Send back the entries exactly as they were given.
::: INPUT MATERIAL :::
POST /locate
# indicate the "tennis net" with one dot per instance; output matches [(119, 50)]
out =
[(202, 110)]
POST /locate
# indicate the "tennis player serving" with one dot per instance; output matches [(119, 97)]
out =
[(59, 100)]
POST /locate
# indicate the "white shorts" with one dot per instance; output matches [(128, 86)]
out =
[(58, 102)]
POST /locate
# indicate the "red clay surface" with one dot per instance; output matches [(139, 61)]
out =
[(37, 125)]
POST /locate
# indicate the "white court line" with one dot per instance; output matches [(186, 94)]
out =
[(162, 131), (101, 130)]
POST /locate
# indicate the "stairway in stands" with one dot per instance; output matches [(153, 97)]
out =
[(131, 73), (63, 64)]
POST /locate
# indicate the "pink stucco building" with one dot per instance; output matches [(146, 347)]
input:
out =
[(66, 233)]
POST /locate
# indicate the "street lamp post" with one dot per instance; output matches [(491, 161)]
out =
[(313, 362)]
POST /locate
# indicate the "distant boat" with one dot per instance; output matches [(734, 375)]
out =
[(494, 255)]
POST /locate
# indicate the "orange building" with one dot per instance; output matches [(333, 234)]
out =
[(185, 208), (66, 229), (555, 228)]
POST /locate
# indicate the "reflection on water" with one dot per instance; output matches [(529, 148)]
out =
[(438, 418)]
:::
__TASK RESPONSE__
POST /locate
# indicate the "tennis net" with one dot per instance; output matches [(119, 50)]
out =
[(202, 110)]
POST /locate
# indicate the "tennis player serving" with one dot per instance; output matches [(119, 97)]
out =
[(59, 100)]
POST /locate
# indicate the "white shorts" with one dot per instance; output matches [(128, 86)]
out =
[(58, 102)]
POST /locate
# indicate the "red clay surface" with one dot per instance; output matches [(139, 61)]
out =
[(37, 125)]
POST /locate
# indicate the "white court line" with one dot per instance; output matches [(186, 94)]
out =
[(162, 131), (101, 130)]
POST /locate
# indicate the "stairway in stands" with one dot per instance; output matches [(153, 97)]
out =
[(131, 73), (63, 64)]
POST /locate
# indicate the "pink stucco building" with one dot per instance; output matches [(146, 347)]
input:
out =
[(66, 233)]
POST /locate
# indicate the "street lamp post" with one dot per instance; output matches [(491, 161)]
out =
[(313, 362)]
POST /locate
# indicate the "distant boat" with one dot per instance; output matches [(734, 375)]
out =
[(494, 255)]
POST /locate
# indicate the "orange building" with one dot per instance; output matches [(333, 234)]
out =
[(185, 208), (66, 229), (555, 228)]
POST /locate
# indicate the "reflection on water" with one dot per instance; output matches [(529, 148)]
out =
[(438, 418)]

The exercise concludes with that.